## Problem details
Count the lines in the entries below that contain the string "blue", and reply with that number alone.

## Stored data

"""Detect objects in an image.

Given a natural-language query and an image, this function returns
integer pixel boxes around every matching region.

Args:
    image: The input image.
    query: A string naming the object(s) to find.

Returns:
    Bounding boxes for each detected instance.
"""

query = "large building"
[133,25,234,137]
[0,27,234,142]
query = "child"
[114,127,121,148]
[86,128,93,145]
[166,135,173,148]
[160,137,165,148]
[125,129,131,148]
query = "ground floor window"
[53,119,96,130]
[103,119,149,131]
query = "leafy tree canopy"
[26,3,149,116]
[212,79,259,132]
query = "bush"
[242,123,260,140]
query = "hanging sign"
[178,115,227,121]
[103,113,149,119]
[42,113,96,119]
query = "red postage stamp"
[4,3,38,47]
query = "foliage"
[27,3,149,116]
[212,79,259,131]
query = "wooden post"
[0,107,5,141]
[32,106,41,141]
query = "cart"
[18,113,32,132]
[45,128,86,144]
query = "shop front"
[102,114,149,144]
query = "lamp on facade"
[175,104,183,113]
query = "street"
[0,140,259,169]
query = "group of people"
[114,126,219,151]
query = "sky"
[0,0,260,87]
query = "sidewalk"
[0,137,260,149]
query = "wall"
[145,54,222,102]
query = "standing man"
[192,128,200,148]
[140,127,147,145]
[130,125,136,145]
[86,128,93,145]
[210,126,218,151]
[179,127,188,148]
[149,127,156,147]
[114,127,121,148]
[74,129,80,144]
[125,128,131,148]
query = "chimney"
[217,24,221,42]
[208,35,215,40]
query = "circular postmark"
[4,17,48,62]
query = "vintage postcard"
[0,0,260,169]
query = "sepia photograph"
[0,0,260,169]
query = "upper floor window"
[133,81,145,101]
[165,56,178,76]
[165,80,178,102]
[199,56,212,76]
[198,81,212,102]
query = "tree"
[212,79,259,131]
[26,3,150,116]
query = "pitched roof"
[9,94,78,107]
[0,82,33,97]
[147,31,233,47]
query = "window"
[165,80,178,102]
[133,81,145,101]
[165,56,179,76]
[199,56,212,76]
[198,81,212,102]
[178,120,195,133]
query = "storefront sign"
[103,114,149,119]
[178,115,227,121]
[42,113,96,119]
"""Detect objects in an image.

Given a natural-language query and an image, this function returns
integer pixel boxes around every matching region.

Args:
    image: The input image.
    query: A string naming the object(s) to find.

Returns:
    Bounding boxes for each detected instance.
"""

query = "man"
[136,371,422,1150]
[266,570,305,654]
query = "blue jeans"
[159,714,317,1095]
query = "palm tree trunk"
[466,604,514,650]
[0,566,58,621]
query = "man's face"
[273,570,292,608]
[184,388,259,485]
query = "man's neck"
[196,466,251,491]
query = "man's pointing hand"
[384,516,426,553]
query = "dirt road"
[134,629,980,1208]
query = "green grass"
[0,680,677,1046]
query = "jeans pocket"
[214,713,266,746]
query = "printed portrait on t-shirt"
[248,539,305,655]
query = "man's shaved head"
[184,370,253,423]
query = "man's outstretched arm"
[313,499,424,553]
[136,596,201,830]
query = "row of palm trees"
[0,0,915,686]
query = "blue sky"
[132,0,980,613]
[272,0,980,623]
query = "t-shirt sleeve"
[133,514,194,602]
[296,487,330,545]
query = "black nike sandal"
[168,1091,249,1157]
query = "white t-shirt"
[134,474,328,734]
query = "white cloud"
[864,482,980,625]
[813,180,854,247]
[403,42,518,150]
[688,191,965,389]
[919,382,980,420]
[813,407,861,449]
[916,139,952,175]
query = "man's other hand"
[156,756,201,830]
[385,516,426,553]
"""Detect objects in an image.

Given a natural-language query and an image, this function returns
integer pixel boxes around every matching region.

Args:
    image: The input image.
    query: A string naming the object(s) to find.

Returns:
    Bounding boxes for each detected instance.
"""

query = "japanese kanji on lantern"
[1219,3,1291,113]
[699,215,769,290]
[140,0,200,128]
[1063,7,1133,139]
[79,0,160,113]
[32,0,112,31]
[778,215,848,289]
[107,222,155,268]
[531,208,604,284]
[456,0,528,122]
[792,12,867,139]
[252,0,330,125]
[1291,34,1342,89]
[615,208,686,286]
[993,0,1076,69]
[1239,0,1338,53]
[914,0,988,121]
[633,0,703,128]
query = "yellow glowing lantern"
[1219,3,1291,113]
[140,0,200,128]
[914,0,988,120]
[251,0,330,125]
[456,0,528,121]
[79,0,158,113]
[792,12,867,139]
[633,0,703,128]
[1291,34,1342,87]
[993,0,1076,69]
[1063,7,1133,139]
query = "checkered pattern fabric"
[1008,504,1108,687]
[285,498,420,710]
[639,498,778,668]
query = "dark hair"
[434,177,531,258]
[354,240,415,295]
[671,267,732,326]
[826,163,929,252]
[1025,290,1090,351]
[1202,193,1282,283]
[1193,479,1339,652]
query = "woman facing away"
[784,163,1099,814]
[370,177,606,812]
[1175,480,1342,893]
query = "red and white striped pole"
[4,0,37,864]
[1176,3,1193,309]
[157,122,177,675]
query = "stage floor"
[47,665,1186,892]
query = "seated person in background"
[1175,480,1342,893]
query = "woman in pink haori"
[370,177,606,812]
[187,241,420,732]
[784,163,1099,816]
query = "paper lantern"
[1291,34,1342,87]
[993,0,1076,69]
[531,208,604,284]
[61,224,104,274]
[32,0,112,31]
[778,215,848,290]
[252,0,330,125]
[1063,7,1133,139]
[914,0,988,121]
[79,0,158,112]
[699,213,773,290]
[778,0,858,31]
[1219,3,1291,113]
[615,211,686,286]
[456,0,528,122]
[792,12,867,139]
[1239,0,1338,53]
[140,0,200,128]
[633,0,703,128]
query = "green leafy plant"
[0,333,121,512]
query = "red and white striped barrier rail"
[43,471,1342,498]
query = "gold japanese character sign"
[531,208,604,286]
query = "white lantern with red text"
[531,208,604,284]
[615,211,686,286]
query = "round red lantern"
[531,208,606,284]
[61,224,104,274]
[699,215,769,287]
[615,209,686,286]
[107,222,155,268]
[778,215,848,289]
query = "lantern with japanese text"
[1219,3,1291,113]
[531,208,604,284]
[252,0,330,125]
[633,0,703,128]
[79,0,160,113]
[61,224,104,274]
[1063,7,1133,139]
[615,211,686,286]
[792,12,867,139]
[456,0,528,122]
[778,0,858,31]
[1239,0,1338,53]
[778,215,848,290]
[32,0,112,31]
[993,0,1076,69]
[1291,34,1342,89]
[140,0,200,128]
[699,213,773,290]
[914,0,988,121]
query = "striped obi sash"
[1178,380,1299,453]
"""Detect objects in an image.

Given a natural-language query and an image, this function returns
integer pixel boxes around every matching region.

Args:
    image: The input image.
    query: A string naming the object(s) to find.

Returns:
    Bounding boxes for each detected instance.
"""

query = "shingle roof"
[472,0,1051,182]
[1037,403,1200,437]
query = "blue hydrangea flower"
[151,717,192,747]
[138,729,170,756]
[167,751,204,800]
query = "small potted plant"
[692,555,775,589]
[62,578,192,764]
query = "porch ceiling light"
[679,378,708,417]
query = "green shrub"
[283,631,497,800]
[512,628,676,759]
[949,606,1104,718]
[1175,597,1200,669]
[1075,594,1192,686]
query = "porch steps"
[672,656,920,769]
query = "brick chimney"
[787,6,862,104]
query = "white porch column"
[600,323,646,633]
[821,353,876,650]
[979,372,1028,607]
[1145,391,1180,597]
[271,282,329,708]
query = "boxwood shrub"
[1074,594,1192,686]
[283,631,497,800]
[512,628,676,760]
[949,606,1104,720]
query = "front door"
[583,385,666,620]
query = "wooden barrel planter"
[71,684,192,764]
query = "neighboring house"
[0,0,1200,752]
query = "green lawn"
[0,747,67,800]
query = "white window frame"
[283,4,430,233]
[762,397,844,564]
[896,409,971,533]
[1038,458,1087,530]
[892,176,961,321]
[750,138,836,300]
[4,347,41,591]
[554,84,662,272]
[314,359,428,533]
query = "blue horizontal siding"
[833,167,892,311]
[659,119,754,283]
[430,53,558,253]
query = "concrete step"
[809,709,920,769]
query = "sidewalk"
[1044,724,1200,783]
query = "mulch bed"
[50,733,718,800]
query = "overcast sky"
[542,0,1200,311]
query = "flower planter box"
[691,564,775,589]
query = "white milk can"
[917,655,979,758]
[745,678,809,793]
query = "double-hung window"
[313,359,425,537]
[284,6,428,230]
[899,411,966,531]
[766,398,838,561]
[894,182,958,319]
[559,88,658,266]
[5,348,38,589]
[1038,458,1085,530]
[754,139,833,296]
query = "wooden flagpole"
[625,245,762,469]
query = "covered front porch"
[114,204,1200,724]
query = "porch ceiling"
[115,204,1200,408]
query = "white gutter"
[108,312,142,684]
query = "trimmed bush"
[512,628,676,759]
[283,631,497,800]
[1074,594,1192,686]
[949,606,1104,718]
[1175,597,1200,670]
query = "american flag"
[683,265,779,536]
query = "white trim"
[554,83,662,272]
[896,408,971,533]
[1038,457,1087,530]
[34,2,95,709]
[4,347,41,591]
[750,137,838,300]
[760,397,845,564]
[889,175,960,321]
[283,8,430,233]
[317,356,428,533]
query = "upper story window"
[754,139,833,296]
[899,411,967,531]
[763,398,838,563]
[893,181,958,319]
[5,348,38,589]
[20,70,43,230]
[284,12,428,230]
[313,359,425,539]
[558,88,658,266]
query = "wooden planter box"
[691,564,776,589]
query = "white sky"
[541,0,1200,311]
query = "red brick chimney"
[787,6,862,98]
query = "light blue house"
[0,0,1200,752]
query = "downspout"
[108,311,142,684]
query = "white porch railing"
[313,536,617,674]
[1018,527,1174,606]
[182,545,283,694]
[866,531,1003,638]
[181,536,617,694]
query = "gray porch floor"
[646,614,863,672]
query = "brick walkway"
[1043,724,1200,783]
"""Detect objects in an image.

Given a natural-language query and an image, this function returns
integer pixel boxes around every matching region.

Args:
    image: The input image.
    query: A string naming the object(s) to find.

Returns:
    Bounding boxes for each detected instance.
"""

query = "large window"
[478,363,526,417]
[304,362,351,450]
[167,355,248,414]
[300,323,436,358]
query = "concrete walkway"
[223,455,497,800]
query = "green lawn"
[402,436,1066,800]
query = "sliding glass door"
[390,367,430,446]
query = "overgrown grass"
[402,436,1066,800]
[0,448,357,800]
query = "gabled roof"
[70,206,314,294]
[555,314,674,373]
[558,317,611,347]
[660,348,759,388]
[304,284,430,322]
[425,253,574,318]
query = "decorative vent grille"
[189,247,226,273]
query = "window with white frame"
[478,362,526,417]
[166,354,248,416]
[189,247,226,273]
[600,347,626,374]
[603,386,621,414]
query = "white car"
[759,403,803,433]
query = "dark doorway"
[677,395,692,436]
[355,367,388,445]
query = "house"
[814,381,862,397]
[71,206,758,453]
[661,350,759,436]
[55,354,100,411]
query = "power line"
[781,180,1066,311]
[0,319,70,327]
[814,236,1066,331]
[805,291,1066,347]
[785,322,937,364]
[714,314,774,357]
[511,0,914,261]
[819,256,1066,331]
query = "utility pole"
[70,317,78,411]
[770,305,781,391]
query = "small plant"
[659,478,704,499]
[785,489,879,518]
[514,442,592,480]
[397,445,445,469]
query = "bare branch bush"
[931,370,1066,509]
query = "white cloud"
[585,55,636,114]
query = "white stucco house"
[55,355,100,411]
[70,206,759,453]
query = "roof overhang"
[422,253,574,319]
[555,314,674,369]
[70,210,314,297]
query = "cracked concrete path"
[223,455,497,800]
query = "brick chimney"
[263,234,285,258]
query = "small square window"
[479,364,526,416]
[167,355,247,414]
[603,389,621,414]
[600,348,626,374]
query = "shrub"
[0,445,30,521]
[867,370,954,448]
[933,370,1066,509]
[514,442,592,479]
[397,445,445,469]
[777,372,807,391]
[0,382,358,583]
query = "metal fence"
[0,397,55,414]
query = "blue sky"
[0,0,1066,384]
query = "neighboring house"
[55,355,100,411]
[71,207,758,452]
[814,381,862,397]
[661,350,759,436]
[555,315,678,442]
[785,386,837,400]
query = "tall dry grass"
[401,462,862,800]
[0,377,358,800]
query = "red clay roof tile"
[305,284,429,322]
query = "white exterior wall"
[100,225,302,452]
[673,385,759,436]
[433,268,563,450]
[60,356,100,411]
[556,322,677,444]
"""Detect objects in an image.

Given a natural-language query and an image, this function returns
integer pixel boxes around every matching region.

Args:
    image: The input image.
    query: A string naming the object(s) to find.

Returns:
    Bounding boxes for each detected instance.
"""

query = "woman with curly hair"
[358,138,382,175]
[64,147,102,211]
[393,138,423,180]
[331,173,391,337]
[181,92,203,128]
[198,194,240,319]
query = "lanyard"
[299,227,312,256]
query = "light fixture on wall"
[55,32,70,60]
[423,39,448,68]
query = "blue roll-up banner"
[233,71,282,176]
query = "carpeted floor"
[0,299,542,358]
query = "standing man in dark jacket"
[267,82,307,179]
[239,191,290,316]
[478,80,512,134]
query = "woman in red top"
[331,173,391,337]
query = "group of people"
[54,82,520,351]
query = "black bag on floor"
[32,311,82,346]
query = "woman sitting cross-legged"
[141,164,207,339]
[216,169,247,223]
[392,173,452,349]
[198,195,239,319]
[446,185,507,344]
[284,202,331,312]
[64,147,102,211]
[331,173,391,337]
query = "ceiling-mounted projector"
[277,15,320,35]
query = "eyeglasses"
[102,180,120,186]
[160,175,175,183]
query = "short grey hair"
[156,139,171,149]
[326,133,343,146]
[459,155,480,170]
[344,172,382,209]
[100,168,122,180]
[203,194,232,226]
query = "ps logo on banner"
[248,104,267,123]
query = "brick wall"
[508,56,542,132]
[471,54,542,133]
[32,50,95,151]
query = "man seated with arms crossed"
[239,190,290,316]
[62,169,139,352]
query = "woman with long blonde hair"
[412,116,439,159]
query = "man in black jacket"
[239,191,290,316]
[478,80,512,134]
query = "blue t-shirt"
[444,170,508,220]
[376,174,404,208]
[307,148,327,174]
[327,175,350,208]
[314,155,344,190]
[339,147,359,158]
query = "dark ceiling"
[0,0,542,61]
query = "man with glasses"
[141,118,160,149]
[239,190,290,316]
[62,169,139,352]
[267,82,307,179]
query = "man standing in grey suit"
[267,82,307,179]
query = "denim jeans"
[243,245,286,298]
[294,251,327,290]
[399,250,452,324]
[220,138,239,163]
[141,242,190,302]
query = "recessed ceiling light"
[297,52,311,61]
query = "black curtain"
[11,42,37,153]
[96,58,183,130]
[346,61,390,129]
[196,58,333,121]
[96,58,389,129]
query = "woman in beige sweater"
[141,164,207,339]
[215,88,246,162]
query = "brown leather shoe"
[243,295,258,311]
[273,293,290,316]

## Task answer
8